• _DOCUMENT TEXT_:
|---|
Ann & Robert H. Lurie Children’s Hospital of Chicago received a $12 million gift from an anonymous donor to support the hospital’s Healthy Communities
program in its efforts to address child abuse, unmet mental health needs, and violence and its effects on youth. These are three of the eight priority areas identified in Lurie Children’s latest Community Health Needs Assessment
Breanna Hollie, LCSW, a care coordinator for TASC (Treatment Alternatives for Safe Communities, Inc.), closely follows the young people she refers for services through the Juvenile Justice Collaborative.
When her best friend was killed last year, Victoria began a downward spiral. Her childhood had already been marked by her family’s financial instability, frequent relocations and violence at home.
After she got into a fight with another teen, Victoria was arrested, and faced the possibility of incarceration in the Cook County Juvenile Temporary Detention Center. Research has shown that youth who spend time in juvenile detention centers are more likely to engage in future criminal activity, do poorly in school and have substance abuse and mental health issues. Research has also shown that teenagers’ brains are still developing. They often cannot gauge the consequences of their actions and are vulnerable to peer pressure.
Instead of being placed in detention, Victoria’s probation officer referred her to Lurie Children’s Juvenile Justice Collaborative, an innovative new model aimed at giving juvenile offenders a second chance. After a comprehensive assessment, Victoria was referred to services at one of the 10 community-based agencies participating in the collaborative.
|---|
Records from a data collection
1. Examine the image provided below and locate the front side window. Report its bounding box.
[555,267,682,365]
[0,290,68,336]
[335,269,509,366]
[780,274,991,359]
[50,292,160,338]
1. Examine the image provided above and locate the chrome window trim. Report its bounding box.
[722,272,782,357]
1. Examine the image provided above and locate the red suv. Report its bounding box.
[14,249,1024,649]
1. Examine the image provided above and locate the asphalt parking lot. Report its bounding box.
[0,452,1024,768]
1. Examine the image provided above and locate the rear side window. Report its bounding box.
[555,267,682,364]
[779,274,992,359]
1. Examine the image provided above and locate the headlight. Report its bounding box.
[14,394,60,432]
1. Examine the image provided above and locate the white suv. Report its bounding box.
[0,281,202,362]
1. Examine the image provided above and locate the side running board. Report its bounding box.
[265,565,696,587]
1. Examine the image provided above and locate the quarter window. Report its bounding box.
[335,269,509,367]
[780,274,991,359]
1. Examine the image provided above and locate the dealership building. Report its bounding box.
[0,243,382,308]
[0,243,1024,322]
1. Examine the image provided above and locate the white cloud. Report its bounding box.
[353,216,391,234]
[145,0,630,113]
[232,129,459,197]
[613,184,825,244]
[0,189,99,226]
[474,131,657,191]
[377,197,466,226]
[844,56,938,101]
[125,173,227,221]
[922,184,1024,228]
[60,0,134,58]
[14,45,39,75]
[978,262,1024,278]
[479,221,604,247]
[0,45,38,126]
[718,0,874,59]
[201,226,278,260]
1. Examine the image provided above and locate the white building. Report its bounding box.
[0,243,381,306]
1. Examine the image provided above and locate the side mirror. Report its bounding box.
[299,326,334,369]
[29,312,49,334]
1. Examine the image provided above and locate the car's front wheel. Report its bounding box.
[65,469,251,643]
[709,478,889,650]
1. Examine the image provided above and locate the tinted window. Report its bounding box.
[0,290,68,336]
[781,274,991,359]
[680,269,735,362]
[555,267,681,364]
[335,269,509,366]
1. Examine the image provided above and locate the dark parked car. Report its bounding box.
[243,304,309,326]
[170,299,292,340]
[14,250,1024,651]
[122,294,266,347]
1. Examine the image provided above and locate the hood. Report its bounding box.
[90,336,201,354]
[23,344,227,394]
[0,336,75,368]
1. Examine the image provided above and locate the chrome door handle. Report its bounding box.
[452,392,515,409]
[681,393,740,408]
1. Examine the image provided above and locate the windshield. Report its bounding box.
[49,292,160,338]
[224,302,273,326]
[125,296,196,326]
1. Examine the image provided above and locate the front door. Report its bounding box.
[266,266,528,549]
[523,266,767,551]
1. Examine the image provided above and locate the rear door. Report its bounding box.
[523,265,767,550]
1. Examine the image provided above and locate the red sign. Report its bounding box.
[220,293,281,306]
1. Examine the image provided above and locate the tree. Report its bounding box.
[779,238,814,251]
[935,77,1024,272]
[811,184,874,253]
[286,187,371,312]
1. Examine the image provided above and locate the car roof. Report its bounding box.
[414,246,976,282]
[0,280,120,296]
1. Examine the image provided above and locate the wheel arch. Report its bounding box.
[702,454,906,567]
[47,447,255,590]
|---|
• _ACTIONS TO TAKE_:
- A) Answer these questions using the text about Lurie Children's Hospital:
(i) How much money did the anonymous donor give?
(ii) How many priority areas did the hospital's latest Community Health Needs Assessment identify?
(iii) How many community-based agencies take part in the Juvenile Justice Collaborative?
- B) Repeat word for word the part of the text about Lurie Children's Hospital that starts with "When her best" and ends with "to peer pressure.".

• _TASK-BY-TASK RESULTS_:
- A)
(i) $12 million
(ii) Eight
(iii) 10

- B)
When her best friend was killed last year, Victoria began a downward spiral. Her childhood had already been marked by her family’s financial instability, frequent relocations and violence at home.
After she got into a fight with another teen, Victoria was arrested, and faced the possibility of incarceration in the Cook County Juvenile Temporary Detention Center. Research has shown that youth who spend time in juvenile detention centers are more likely to engage in future criminal activity, do poorly in school and have substance abuse and mental health issues. Research has also shown that teenagers’ brains are still developing. They often cannot gauge the consequences of their actions and are vulnerable to peer pressure.